Por favor, copie sem nenhuma alteração o trecho do texto fornecido que começa nas palavras "Em abril de" e vai até logo depois de "na capital paranaense.".

**Texto fornecido**
+--
Em abril de 2004, mudei-me para Curitiba. Vim para cá com a finalidade de desenvolver um trabalho em, no máximo oito meses. Mas as coisas tomaram outro rumo e fui ficando, fui ficando. Daqui poucos dias completarei sete anos na capital paranaense. 

O primeiro contato com um texto teatral, as vozes dos atores, os personagens expressando seus medos e temores, na fragilidade de se revelarem a cada palavra, levou-me a ficar mais atento ao que passou a ser meu real interesse: o texto teatral, a dramaturgia. Em 2005, veio a mim a motivação de escrever sobre o circo teatro caipira, a música caipira. Passei a pesquisar e, em pouco tempo começava a escrever o texto "Arco, Tarco ou Verva?". Escrevi um pouco, mas ficou parado. No começo de 2007, retomei o texto e, em duas semanas tinha pronto o musical caipira, inspirado no circo teatro caipira mambembe, uma homenagem a personagens reais e fictícios do universo caipira. Escrevi e finalizei "Arco, Tarco ou Verva? Paixão e Alegria de Um Barbeiro Caipira". Busquei interessados em conhecer meu texto e, tive a iniciativa, com o apoio do Richard Rebello, Wellington Guitti, Michelle Pucci, Enéas Lour, Davi Sartori, Liane Guariente e outros que foram chegando à medida em que a ideia ia se afinando, de elaborar um projeto para a Lei Rouanet. O projeto ficou pronto, foi encaminhado e meses depois, em meados de setembro de 2004, foi aprovado. Na sequência, quando devíamos iniciar, efetivamente a busca de apoiadores, no árduo trabalho de captação, um prazo não foi observado e, em dezembro o projeto que me custou tanto tempo, foi devidamente arquivado. Mas a ideia não morreu, nem minha vontade de produzir o tal musical caipira. O projeto foi enviado, de novo, ao Ministério da Cultura, novamente foi aprovado e está em fase de captação por uma produtora local que tem vários trabalhos executados pela Lei Rouanet.
+--
**Dados disponíveis**
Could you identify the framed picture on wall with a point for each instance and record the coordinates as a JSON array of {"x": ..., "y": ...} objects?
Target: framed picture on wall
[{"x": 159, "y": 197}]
+--
**Resposta**
Em abril de 2004, mudei-me para Curitiba. Vim para cá com a finalidade de desenvolver um trabalho em, no máximo oito meses. Mas as coisas tomaram outro rumo e fui ficando, fui ficando. Daqui poucos dias completarei sete anos na capital paranaense.